EXERCISE TASK A: Print the passage from the Iraj Mirza biography below, starting at "Prince Iraj Mirza" and ending at "French into Persian.".
EXERCISE TASK B: Translate this sentence from the Iraj Mirza biography into Spanish: "In 1890, at the age of 16, Iraj got married."

Prince Iraj Mirza (, literally Prince Iraj; October 1874 – 14 March  1926) (titled Jalāl-ol-Mamālek, ), son of prince Gholam-Hossein Mirza, was a famous Iranian poet. He was a modern poet and his works are associated with the criticism of traditions. He also made translation of literary works from French into Persian.

Early life
 
Iraj was born in October 1874 in Tabriz, northwestern Iran. His pedigree chart shows that he was a great-grandson of Fath Ali Shah Qajar, the second shah of Qajar dynasty (reigned 1797–1834). Iraj's father, prince Gholam-Hossein Mirza was son of prince Malek Iraj Mirza son of Fath Ali Shah Qajar.

Gholam-Hossein Mirza, Iraj's father, was a poet laureate or the official court-poet of Mozaffar al-Din Mirza. Mozaffar al-Din Mirza, the son of Nasser-al-Din Shah (the fourth shah of Qajar dynasty reigned 1848–1896), was the Crown Prince of Iran at the time. (As a tradition, all Crown Princes during Qajar era used to reside in Tabriz).

Though some sources indicate that Iraj was schooled privately, there are reliable evidences that he studied at a branch of the Dārolfonoon (House of Sciences and Techniques) in Tabriz. At 15, he was fluent in Persian, French, Arabic and Azerbaijani. He was also familiar with the art of calligraphy. His handwriting was very artistic and he was and still is considered one of the famous calligraphers of Iran.

Marriage and offices

In 1890, at the age of 16, Iraj got married. When he was 19, both his father and wife died.

He then took the position of his late father and became the court-poet of Mozaffar al-Din Mirza . At 22, when Mozaffar al-Din Mirza acceded to the throne in 1896 and became Mozaffar al-Din Shah; Iraj was titled as the Head of Poets (in Persian: Sadr o-Shoʻarā). He was then titled as Jalāl ol-Mamālek.

Few years later, however, he left the royal court and joined the Tabriz office of Ali Khan Amin al-Dowleh who was the governor of Iranian Azarbaijan. At this time, Iraj learned French and became very familiar with Russian too.

In 1905, when Amino-Dowleh was relocated and moved to Tehran, Iraj also accompanied him and soon became involved in the Persian Constitutional Revolution. In 1907 when Ahmad Ghavam (Qavam os-Saltaneh), a governmental authority, was assigned to go to Europe, Iraj was asked to join him. Two years later, Iraj returned to Tehran where he started to work as a staff member in the Office of Official Compositions (in Persian: Dār ol-ʻenshā).

SUPPLIED MATERIAL:
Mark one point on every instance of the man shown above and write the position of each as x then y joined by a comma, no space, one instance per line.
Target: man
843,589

FULL RESPONSE A:
Prince Iraj Mirza (, literally Prince Iraj; October 1874 – 14 March  1926) (titled Jalāl-ol-Mamālek, ), son of prince Gholam-Hossein Mirza, was a famous Iranian poet. He was a modern poet and his works are associated with the criticism of traditions. He also made translation of literary works from French into Persian.

FULL RESPONSE B: En 1890, a los 16 años, Iraj se casó.